Extract:
+++
Reconstructing the family tree of New Zealand’s blue-eyed shags has enabled scientists to unravel their past—and may help determine their future.
The blue-eyed shag family includes bird species from all around the country: the rare king shag from the Marlborough Sounds, the Otago shag, the Foveaux shag, the extinct (but recently discovered) kōhatu shag from Northland, and species on the Chatham, Auckland, Campbell and Bounty islands, plus more-distant relatives on other subantarctic islands and in South America.
Nic Rawlence from the University of Otago set out to track the evolution of the entire group, and his team’s genetic research revealed the birds evolved in South America. This is unusual for New Zealand birds, which most often arrive from Australia on the westerly winds. Blue-eyed shags were probably blown off course into the Southern Ocean and island-hopped around the subantarctic before arriving here around 2.5 million years ago and rapidly diversifying.
+++
Work required: Carry the passage on New Zealand's blue-eyed shags forward from its final sentence. The material that follows is separate from the passage on New Zealand's blue-eyed shags.

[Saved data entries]
+++
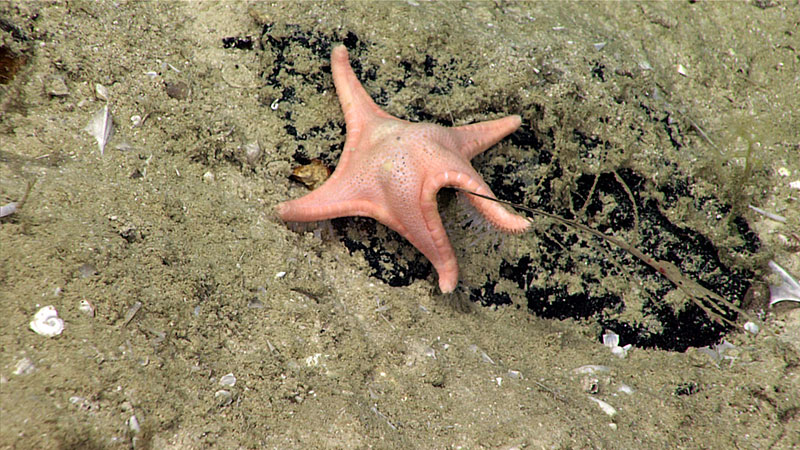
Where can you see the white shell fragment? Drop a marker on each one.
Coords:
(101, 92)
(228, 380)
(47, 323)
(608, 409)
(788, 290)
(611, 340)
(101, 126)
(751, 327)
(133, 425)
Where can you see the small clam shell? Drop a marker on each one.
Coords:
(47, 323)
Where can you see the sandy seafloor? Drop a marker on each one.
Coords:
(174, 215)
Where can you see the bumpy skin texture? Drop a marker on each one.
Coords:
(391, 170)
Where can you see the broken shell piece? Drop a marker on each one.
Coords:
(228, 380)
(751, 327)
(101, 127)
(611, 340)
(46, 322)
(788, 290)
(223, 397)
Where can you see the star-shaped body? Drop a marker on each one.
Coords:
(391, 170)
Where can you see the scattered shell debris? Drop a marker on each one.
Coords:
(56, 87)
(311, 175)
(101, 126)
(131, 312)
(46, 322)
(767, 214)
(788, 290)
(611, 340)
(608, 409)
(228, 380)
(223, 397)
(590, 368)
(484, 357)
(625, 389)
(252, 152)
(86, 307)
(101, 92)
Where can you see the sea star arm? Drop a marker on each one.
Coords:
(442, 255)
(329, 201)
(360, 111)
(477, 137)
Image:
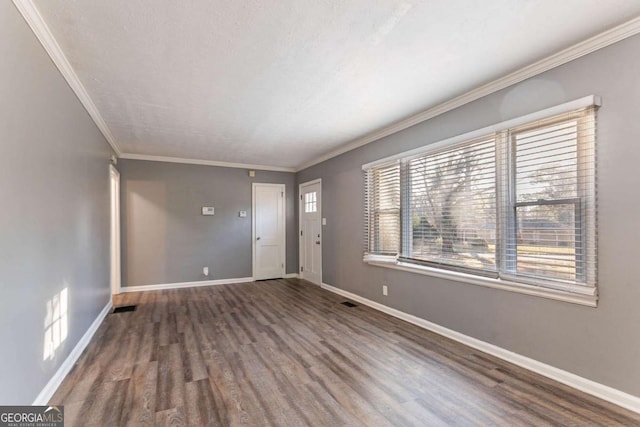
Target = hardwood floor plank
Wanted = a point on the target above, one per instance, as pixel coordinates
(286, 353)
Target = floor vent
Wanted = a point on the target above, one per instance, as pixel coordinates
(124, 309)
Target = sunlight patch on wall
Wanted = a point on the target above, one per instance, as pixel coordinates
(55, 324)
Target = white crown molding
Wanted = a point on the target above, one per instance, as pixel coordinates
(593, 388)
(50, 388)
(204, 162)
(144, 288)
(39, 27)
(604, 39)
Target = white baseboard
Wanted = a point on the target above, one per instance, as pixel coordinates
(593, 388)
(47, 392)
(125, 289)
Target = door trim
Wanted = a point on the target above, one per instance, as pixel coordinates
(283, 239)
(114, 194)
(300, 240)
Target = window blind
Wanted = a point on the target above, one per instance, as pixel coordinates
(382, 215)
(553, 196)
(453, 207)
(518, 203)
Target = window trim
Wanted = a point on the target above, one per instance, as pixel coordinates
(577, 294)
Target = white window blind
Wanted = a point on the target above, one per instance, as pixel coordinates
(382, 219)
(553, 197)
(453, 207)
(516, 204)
+++
Response:
That there are so many different species here is because of a paradoxical personality trait of blue-eyed shags. Though shags are obviously prone to accidental oceanic travel, once they find somewhere they like, they don’t stray far from home. That meant each small population was isolated from the rest and evolved independently.
Then the ice ages struck, and Antarctic sea ice expanded all the way up to the more southerly subantarctic islands, spelling the end for the blue-eyed shags living there (the birds feed in shallow waters near their colonies, and when those froze over, they would have starved). When the ice retreated during a warmer period, blue-eyed shags recolonised the Southern Ocean from South America—but that later wave of migrants couldn’t get a foothold in New Zealand, as shags on the mainland had survived. “There were already blue-eyed shags that were happy, that were filling the job vacancy for blue-eyed shag,” says Rawlence.
Genetic evidence confirms what biologists already knew about the family: “They are very, very prone to disturbance,” says Rawlence. “Whether that is human disturbance, polluting the oceans, or overfishing.”
That makes them sentinels for the health of the Southern Ocean. “Working out how they evolved and how they’ve responded to past climate change can help us think about how they will respond into the future.”